▶ Exercise aim: A complete, word-for-word restatement of the entries is needed.

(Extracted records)
-=-=-

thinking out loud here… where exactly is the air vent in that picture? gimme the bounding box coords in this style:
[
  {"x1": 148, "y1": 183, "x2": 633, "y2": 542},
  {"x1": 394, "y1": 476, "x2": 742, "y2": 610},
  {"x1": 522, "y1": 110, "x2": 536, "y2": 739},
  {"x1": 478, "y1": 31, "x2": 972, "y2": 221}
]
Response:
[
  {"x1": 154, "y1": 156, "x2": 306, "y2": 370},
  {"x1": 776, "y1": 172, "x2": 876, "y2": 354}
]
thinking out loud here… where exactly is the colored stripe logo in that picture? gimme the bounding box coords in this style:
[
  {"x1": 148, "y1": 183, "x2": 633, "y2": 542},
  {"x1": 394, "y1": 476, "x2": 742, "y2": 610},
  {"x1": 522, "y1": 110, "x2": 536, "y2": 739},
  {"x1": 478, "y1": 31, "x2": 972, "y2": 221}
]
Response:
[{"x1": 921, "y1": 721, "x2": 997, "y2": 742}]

-=-=-

▶ Task answer:
thinking out loud here… where exactly is the air vent in that picture? gimme the bounding box coords in this style:
[
  {"x1": 148, "y1": 183, "x2": 633, "y2": 542},
  {"x1": 394, "y1": 476, "x2": 742, "y2": 610},
  {"x1": 522, "y1": 110, "x2": 536, "y2": 739},
  {"x1": 478, "y1": 31, "x2": 972, "y2": 221}
]
Response:
[
  {"x1": 154, "y1": 156, "x2": 306, "y2": 370},
  {"x1": 776, "y1": 172, "x2": 876, "y2": 354}
]
thinking out loud here… where exactly is the colored stripe logo in that picture? gimme the bounding box coords in this style:
[
  {"x1": 148, "y1": 183, "x2": 633, "y2": 542},
  {"x1": 394, "y1": 476, "x2": 742, "y2": 610},
  {"x1": 522, "y1": 110, "x2": 536, "y2": 739},
  {"x1": 478, "y1": 31, "x2": 972, "y2": 221}
]
Response:
[{"x1": 921, "y1": 721, "x2": 997, "y2": 742}]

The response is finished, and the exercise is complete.